WHAT YOU HAVE TO DO - Can you carry on the forum thread about bonding pull boxes that have no splices, picking up after its last line?

# Bonding pull J-boxes with no splices in them



## J_Captain (Jul 14, 2013)

Its pretty much standard practice around here to bond all our boxes with pig tails. Someone I know mentioned that it is not required to bond pull boxes if there is no splice. After reading 250.148, I think he might be right. I'll need to look into municipality requirements too.


----------



## HARRY304E (Sep 15, 2010)

J_Captain said:


> Its pretty much standard practice around here to bond all our boxes with pig tails. Someone I know mentioned that it is not required to bond pull boxes if there is no splice. After reading 250.148, I think he might be right. I'll need to look into municipality requirements too.


Yup you're right here is the text.....

250.148 Continuity and Attachment of Equipment Grounding Conductors to Boxes. Where circuit conductors are spliced within a box, or terminated on equipment within or supported by a box, any equipment grounding conductor(s) associated with those circuit conductors shall be connected within the box or to the box with devices suitable for the use in accordance with 250.148(A) through (E).
Exception:  The equipment grounding conductor permitted in 250.146(D) shall not be required to be connected to the other equipment grounding conductors or to the box.

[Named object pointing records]
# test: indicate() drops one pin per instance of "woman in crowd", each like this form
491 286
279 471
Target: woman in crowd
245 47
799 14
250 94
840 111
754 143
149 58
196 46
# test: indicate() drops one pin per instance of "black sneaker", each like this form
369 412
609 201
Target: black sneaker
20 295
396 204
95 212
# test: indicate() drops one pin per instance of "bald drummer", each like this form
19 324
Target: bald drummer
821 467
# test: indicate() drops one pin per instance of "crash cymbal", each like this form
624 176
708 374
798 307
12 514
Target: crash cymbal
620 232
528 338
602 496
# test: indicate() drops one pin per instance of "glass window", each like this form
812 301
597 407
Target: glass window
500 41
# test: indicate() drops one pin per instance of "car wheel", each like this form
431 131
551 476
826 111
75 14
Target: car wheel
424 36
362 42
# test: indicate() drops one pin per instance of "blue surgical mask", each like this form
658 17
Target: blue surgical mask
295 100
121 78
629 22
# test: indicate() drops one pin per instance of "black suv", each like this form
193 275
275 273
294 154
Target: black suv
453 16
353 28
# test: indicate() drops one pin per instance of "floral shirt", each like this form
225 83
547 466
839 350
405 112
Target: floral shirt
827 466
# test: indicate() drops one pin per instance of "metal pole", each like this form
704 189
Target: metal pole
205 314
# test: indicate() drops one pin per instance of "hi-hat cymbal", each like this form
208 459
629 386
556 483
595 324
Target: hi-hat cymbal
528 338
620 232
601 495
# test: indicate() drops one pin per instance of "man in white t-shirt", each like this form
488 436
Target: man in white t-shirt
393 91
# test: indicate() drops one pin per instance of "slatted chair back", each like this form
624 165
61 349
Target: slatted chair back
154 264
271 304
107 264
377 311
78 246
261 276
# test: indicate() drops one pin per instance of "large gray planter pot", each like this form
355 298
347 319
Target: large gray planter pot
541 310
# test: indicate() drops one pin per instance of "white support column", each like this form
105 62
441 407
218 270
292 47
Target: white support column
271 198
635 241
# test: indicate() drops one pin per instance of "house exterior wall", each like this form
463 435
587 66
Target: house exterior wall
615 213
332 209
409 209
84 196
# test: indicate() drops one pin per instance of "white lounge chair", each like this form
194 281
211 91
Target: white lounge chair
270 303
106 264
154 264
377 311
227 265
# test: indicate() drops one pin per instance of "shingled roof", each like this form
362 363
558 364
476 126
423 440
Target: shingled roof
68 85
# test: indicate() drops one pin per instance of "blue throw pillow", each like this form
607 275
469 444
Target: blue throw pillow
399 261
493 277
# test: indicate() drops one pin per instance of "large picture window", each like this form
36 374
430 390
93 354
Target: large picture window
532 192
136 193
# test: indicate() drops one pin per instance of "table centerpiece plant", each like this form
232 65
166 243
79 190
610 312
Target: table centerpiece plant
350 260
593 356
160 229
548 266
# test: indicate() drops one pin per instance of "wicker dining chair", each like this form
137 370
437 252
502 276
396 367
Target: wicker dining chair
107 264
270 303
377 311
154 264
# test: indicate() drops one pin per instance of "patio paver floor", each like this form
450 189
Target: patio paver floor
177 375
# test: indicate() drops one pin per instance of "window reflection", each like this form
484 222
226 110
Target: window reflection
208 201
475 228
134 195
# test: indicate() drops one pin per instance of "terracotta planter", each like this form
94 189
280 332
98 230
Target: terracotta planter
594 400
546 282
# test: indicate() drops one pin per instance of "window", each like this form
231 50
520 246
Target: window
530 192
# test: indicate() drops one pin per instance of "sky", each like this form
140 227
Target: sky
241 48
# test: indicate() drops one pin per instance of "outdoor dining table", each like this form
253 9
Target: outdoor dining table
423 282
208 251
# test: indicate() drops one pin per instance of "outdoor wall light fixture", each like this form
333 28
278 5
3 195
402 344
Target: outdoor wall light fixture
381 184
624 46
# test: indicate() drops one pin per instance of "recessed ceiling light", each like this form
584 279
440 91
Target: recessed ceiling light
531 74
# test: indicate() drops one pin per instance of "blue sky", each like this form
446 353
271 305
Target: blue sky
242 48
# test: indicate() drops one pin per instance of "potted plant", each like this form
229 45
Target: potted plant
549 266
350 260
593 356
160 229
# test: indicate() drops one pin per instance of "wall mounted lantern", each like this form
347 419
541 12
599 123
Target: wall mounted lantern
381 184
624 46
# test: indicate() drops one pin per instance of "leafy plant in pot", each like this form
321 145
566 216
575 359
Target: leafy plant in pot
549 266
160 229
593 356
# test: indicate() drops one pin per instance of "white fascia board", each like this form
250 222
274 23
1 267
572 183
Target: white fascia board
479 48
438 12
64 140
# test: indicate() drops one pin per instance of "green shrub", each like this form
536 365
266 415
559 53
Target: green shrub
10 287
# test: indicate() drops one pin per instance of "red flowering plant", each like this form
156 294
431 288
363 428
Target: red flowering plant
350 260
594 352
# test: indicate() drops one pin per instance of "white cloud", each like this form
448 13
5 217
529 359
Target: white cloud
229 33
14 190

THE REPLY -
(A) Connections. Connections and splices shall be made in accordance with 110.14(B) except that insulation shall not be required.
(B) Grounding Continuity. The arrangement of grounding connections shall be such that the disconnection or the removal of a receptacle, luminaire, or other device fed from the box does not interfere with or interrupt the grounding continuity.
(C) Metal Boxes. A connection shall be made between the one or more equipment grounding conductors and a metal box by means of a grounding screw that shall be used for no other purpose, equipment listed for grounding, or a listed grounding device.
(D) Nonmetallic Boxes. One or more equipment grounding conductors brought into a nonmetallic outlet box shall be arranged such that a connection can be made to any fitting or device in that box requiring grounding.
(E) Solder. Connections depending solely on solder shall not be used.


----------



## 360max (Jun 10, 2011)

...make sure it is not in the specs of the job, as most engineers 'boilerplate' that requirement whether it is required or not.


----------



## erics37 (May 7, 2009)

Personally I think it's a good idea either way even though EMT is a qualified EGC by itself. Those connectors & locknuts don't always get installed wrench tight :whistling2:


----------



## BBQ (Nov 16, 2010)

erics37 said:


> Personally I think it's a good idea either way even though EMT is a qualified EGC by itself. Those connectors & locknuts don't always get installed wrench tight :whistling2:


Maybe a better idea is to install the raceway correctly?


----------



## erics37 (May 7, 2009)

BBQ said:


> Maybe a better idea is to install the raceway correctly?


Too much work. I'm union.


----------



## BBQ (Nov 16, 2010)

erics37 said:


> Too much work. I'm union.


Well you would bring more brothers from the hall. :thumbsup:


----------



## erics37 (May 7, 2009)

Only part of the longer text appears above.